> _Aim_
Reproduce word for word the lines in the items below, starting at the line containing "Identify the window with" and ending at the line containing "pixel 335 69". Include both of those lines.

Entries for pointing and labeling

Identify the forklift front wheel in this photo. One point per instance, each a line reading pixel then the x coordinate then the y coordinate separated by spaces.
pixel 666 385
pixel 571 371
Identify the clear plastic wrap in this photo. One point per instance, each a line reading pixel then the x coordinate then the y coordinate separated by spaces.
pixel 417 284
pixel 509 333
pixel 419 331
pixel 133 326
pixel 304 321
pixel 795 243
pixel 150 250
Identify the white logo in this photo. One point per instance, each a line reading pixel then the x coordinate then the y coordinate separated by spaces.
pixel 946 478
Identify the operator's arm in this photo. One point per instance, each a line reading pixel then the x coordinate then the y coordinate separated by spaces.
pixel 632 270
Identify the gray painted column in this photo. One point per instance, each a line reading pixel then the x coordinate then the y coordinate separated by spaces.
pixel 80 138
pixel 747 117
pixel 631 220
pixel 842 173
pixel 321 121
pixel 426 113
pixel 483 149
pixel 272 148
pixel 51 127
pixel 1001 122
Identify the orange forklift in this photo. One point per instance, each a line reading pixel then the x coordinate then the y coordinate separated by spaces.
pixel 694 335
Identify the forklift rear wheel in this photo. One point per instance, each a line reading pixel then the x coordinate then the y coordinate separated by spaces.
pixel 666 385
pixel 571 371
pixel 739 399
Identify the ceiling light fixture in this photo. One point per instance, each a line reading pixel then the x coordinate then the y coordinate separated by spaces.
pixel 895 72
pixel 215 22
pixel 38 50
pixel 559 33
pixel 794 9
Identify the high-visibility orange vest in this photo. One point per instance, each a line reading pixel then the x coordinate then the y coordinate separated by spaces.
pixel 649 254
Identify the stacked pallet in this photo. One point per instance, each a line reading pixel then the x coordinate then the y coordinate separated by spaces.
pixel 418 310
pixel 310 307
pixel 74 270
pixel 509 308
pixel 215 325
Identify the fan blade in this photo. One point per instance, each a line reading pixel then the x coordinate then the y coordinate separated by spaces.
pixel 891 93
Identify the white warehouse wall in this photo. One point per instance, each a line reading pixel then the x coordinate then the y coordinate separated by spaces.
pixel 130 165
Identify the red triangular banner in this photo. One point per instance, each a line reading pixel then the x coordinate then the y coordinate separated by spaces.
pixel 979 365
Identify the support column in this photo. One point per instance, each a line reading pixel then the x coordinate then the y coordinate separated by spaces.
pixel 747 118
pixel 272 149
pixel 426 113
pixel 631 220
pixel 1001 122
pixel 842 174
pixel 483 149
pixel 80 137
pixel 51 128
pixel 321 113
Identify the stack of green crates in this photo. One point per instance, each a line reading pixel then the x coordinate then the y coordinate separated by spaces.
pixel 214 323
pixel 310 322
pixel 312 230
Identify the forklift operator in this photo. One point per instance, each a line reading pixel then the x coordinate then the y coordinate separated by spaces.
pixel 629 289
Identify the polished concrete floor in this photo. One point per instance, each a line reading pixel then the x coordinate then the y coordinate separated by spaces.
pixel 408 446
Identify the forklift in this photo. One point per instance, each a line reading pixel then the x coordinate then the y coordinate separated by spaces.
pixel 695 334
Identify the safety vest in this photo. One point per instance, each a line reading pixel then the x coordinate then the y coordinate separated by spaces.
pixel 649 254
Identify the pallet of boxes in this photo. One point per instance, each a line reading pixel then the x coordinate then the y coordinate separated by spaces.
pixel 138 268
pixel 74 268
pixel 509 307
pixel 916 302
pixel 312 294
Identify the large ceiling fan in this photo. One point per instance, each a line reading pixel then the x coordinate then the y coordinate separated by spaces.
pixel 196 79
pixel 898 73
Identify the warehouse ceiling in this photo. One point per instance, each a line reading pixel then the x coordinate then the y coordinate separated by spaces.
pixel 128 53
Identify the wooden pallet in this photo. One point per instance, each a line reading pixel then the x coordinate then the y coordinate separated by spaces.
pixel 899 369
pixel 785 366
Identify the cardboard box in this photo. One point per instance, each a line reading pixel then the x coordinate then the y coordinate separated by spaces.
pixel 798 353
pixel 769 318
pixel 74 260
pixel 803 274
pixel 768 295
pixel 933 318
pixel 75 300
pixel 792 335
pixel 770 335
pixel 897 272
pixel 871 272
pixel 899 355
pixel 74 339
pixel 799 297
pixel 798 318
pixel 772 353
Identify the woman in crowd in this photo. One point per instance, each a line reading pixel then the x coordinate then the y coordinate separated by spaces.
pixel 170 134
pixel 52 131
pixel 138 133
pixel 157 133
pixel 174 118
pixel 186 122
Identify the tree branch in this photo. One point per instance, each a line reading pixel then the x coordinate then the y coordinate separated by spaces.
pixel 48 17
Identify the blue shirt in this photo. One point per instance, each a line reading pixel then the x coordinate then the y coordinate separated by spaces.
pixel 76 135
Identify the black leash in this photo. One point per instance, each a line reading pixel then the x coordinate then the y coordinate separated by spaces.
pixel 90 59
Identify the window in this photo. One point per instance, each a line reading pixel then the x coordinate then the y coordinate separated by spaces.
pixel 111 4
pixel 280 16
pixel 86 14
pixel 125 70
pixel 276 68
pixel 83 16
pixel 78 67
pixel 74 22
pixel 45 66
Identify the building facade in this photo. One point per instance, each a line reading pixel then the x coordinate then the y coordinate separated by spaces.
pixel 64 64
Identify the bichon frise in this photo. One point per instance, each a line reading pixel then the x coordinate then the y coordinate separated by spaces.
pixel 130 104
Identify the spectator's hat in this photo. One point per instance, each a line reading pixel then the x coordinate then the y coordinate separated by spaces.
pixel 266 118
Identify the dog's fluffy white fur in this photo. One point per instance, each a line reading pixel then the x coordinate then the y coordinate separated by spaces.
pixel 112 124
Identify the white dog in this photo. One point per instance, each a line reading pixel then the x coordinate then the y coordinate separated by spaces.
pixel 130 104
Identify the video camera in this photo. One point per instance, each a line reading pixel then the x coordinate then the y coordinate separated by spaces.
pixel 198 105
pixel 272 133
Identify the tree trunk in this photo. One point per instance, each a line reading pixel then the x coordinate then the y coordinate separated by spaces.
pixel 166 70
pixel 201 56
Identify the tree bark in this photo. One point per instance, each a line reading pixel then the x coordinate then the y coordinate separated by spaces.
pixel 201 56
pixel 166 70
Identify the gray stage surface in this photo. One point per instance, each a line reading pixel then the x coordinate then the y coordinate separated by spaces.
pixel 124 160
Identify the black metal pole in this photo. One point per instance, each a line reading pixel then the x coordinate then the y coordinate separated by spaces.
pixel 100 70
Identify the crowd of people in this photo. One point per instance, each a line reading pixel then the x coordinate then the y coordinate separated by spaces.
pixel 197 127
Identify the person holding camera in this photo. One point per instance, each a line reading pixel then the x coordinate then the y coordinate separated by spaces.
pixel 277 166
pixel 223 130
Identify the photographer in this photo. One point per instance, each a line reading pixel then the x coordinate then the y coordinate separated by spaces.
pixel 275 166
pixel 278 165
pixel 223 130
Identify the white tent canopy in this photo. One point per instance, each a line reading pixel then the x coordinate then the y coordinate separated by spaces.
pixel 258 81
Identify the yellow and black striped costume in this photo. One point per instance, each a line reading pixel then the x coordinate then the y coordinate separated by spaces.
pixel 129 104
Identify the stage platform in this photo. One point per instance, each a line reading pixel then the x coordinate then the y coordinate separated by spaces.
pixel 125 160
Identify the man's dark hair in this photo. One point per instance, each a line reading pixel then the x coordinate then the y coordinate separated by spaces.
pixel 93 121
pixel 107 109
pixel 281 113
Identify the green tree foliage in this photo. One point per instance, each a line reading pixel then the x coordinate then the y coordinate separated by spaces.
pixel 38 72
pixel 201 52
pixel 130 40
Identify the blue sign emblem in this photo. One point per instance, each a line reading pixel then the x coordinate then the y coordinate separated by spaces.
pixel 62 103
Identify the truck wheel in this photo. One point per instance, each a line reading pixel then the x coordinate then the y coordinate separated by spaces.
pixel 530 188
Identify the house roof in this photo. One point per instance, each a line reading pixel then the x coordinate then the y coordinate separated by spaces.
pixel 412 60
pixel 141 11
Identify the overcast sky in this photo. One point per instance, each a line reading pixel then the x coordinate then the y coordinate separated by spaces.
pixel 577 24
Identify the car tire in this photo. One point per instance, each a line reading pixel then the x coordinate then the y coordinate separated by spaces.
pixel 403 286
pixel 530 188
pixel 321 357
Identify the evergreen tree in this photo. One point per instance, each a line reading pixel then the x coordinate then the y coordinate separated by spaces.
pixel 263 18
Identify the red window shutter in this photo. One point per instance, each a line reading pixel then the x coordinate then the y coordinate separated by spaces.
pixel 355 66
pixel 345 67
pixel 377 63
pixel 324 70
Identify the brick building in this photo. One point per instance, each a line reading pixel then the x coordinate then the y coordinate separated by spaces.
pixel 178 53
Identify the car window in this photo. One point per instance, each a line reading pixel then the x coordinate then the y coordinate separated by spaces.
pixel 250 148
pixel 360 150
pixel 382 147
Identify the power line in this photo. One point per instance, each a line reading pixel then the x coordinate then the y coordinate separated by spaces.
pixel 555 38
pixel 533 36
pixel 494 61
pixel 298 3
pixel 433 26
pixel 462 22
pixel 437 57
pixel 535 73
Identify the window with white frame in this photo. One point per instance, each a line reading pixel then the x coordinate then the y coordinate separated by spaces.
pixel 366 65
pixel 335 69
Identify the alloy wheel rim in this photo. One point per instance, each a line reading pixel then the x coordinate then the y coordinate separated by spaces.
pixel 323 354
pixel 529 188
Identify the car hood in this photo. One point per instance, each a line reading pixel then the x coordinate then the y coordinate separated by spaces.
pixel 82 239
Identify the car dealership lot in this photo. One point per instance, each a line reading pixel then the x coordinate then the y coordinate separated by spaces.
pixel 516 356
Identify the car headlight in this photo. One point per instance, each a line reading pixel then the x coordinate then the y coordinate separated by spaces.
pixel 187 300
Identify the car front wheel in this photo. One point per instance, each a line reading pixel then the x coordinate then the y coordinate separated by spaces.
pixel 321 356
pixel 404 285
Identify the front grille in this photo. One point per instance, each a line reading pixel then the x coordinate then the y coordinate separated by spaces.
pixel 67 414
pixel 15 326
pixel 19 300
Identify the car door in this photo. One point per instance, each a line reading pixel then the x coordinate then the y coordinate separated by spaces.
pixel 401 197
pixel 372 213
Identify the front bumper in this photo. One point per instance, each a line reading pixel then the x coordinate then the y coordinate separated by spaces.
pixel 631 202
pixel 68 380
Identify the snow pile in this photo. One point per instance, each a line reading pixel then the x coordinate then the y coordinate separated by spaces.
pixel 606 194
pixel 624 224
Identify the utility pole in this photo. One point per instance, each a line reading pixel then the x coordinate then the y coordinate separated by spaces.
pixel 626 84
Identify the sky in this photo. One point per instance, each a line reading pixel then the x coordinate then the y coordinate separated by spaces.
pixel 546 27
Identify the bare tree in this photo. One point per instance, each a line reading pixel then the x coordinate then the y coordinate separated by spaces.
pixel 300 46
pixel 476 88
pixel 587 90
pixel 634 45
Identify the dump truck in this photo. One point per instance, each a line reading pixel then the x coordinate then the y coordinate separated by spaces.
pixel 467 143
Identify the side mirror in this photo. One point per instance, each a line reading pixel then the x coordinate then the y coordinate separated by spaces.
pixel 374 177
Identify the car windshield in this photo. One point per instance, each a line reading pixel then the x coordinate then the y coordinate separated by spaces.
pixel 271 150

> _Exercise answer_
Identify the window with white frame in this photo. One point per instance, each a line reading pixel then the x coordinate then the y coordinate separated by spaces.
pixel 366 65
pixel 335 69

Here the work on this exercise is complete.